Complete the following:
1. Print the part of the Presidential Museum article that begins at the words "One and Only Presidential" and stops after the words "and Cyrus Griffen.".
2. According to the Presidential Museum article, in what year did John Hanson become "president" under the Articles of Confederation?
3. Continue the article about the Presidential Museum from its last sentence.

Article:

((

Nick Pahys at his Presidential Museum, revealing who was actually First President of the United States of America.

One and Only Presidential Museum (Gone)

Field review by the editors.

Williamsfield, Ohio

[Note: Nick Pahys passed away in October 2017, and his museum was closed. This story was written while the Museum was still located in Hartsgrove, Ohio]

John Hanson.

Presidents are in the news nowadays, and most of us probably believe we know a thing or two about the highest office holder in the land. But then, most of us have never visited the tiny crossroads town of Hartsgrove, Ohio, and had Nick Pahys Jr. knock the wind out of our sails. His Presidential Museum is "the one and only in the world honoring our first president of the USA, John Hanson." It gives credit to presidents #2 through #8 as well: Elias Boudinot, Thomas Miffin, Richard Henry Lee, John Hancock, Nathaniel Gorham, Arthur St. Clair, and Cyrus Griffen.

Two obvious questions come to mind. "Who is John Hanson?" And "Wasn't George Washington the first president?"

Here are the facts, quickly, because they're kind of dull. John Hanson became "president" in 1781 -- nine years before Washington -- under the Articles of Confederation, which was America's "constitution" before it had a Constitution. The other seven guys followed Hanson, roughly one a year, until the Founding Fathers dumped the dysfunctional Articles and wrote the Constitution to replace it. Washington was the first president under the new system. Generations of Americans have accorded him #1 status because his presidency is, structurally, the same kind of presidency that we still have today.

))

Collected data:
((

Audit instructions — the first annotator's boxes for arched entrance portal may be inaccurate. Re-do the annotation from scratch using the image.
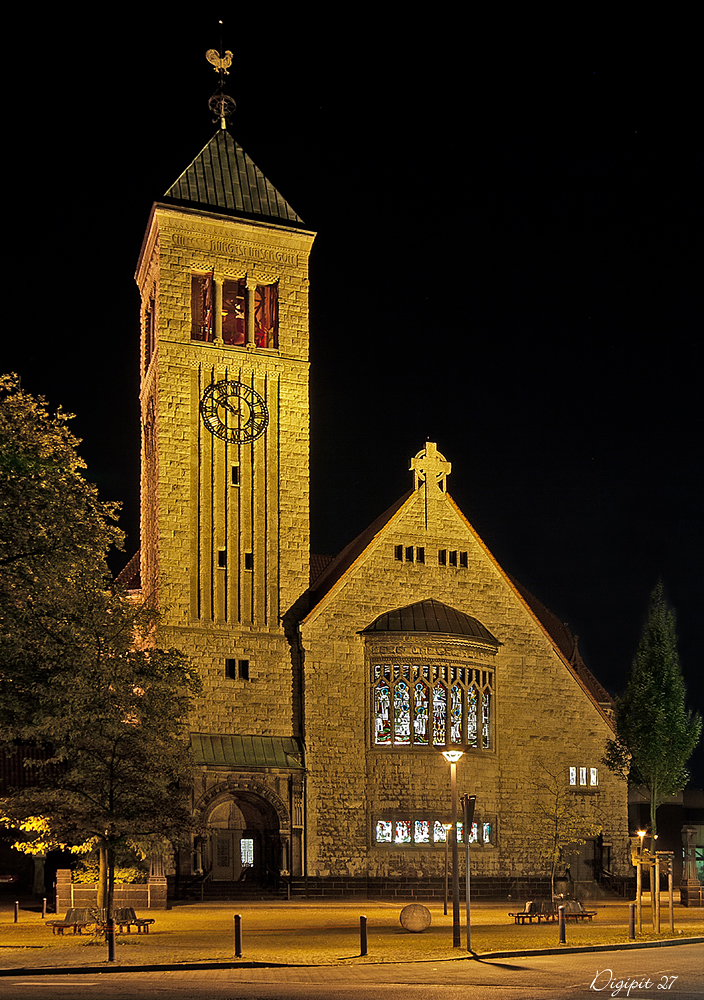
[204,790,282,884]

))

Responses to the tasks:
1.
One and Only Presidential Museum (Gone)

Field review by the editors.

Williamsfield, Ohio

[Note: Nick Pahys passed away in October 2017, and his museum was closed. This story was written while the Museum was still located in Hartsgrove, Ohio]

John Hanson.

Presidents are in the news nowadays, and most of us probably believe we know a thing or two about the highest office holder in the land. But then, most of us have never visited the tiny crossroads town of Hartsgrove, Ohio, and had Nick Pahys Jr. knock the wind out of our sails. His Presidential Museum is "the one and only in the world honoring our first president of the USA, John Hanson." It gives credit to presidents #2 through #8 as well: Elias Boudinot, Thomas Miffin, Richard Henry Lee, John Hancock, Nathaniel Gorham, Arthur St. Clair, and Cyrus Griffen.

2. 1781

3.
Nick Pahys Jr., D.D.G., C.H., AdVS, A.G.E., LDA, FIBA, has a problem with that. His museum, which has been here since 1989 and is the product of fifty years of research, is dedicated to setting the record straight and righting this perceived wrong.

"George Bush is not the 43 President."

You won't get a quick explanation when you visit The Presidential Museum. Instead, Nick will hit you with rhetorical broadsides such as, "Our current Constitution -- I'm a doctor and I'm also a professor -- the point is simply this: I do know the law. The point is simply this: The law is this: When you make up a law, our current Constitution, which is the federal Constitution, was ratified September 17, 1787. Didn't go into effect until 1790. Look in any library. George Washington didn't come into play until 1790. How could he possibly be our first president? All the history books in the library so state that."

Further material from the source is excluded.